(WHAT THE TASK ASKS):
Pick up the post on the 2019 olympiad coin-flipping problem after its last sentence and continue writing it.
** START OF READING TEXT **
**International Mathematical Olympiad 2019**

5) * The Bank of Bath issues coins with an H on one side and a T on the other.
Harry has n of these coins arranged in a line from left to right. He repeatedly performs
the following operation: if there are exactly k > 0 coins showing H, then he turns over
the kth coin from the left; otherwise, all coins show T and he stops.
(a) Show that, for each initial configuration, Harry stops after a finite number of operations.
(b) For each initial configuration C, let L(C) be the number of operations before Harry stops.
Determine the average value of L(C) over all possible initial configurations C.*

__Partial solution:__

I simulated and counted the operations of Harry for many random initial configurations with n ranging from 1 to 100,
using a Pascal program.

It turns out the average number of operations is n^{2}/4 + n/4 + 1.
** END OF READING TEXT **
** START OF GIVEN DATA **
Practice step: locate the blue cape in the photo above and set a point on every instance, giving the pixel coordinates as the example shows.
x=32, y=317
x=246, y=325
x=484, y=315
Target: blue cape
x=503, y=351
** END OF GIVEN DATA **
(RESPONSE):
**International Mathematical Olympiad 2019**

3) *A social network has 2019 users, some pairs of whom are friends.
Whenever user A is friends with user B, user B is also friends with user A.
Events of the following kind may happen repeatedly, one at a time:
Three users A, B, and C such that A is friends with both B and C,
but B and C are not friends, change their friendship statuses such that
B and C are now friends, but A is no longer friends with B, and no longer friends with C.
All other friendship statuses are unchanged.
Initially, 1010 users have 1009 friends each, and 1009 users have 1010 friends each.
Prove that there exists a sequence of such events after which each user is friends with at most one other user.*

__Partial solution:__

I think initially the network must consist of two groups A and B such that A has 1010 members and B has 1009 members
and every member of A is friends with every member of B, whereas two members of A are never friends and two members of B
are never friends.

Now if a event of the described kind happens, the number of friendship relations becomes one less. I ran a Pascal program
to repeatedly simulate such an event at random. It begins with 1010*1009 friendship relations and ends with 505 friendships
relations.

**International Mathematical Olympiad 2019**

2) * In triangle ABC, point A _{1} lies on side BC and point B_{1} lies on side AC.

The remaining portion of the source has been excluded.